Data →

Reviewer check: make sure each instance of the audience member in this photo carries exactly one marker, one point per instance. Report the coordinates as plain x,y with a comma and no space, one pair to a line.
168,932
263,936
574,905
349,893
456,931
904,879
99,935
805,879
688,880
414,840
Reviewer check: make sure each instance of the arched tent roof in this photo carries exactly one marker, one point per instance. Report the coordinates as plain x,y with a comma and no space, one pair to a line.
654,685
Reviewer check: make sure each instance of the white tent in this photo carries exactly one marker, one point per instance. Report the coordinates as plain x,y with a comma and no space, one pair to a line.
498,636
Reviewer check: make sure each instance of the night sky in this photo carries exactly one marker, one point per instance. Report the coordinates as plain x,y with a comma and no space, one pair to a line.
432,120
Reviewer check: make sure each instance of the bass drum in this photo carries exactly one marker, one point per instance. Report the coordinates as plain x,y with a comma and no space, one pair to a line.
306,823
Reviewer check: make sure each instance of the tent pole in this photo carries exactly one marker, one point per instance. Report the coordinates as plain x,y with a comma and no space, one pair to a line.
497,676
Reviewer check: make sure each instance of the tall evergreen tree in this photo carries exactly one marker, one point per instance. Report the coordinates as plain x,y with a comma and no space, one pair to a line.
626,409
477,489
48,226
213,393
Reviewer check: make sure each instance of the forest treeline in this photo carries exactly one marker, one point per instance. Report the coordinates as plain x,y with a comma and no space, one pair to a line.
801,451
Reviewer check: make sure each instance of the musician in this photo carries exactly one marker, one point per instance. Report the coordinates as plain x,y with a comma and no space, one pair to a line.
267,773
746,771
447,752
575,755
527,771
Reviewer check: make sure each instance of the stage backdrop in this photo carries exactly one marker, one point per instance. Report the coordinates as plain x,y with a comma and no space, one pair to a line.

Aim of the task → Could you update all of the items above so that "Reviewer check" becomes "Quality check" in each one, with nothing else altered?

Exercise response →
Quality check: make sure each instance of the audience member in this photo carries exactly one marker, one point per instance. Report the coordinates as plain x,y with a comma and no space, one pair to a line.
168,932
263,936
574,905
349,893
456,931
904,879
99,935
805,879
688,880
414,840
Quality check: make sure each instance of the arched tent roof in this photo carries exactly one marker, one point per instance. Report the coordinates as plain x,y with a comma and no space, one pair to a line.
654,685
Quality check: make sure each instance of the white tent in this photo carries exactly one marker, one point per instance. Report the coordinates as plain x,y with a comma and no space, one pair to a line.
498,636
Quality check: make sure each instance of the night sky in this photo carries exactly one marker, one point per instance. Report the coordinates as plain x,y with a comma and no space, one pair to a line.
432,120
Quality check: make sure each instance of the bass drum in this photo carries exactly one marker, one point per instance. Report the coordinates as plain x,y with a comma and no space, one pair to a line.
306,823
Quality check: make sure each instance of the tent pole in this photo carries exactly one marker, one point per instance. Report the coordinates as plain x,y with a comma and no space, one pair to a line.
497,676
Quality check: make sure each instance of the tall evergreen tree in this photo carries exactly one marker, one point per instance. Report the coordinates as plain x,y with a comma and no space, one pair to a line.
626,409
477,489
48,226
213,393
Quality check: make sure each instance of the forest treeline in this photo carries exactly one marker, one point per instance. Report the coordinates as plain x,y with a comma and no space, one pair to a line.
801,451
Quality check: make sure each instance of the musician in this photo carries exactly one marker, one point per instance. Report the coordinates as plain x,y with a comma and no space, one pair to a line.
267,773
746,771
447,752
575,755
527,771
Quality check: make sure each instance of the stage backdrop in this photo carries exactly one marker, one point per instance. Report the coordinates as plain x,y with a comma and no space, one pair to a line.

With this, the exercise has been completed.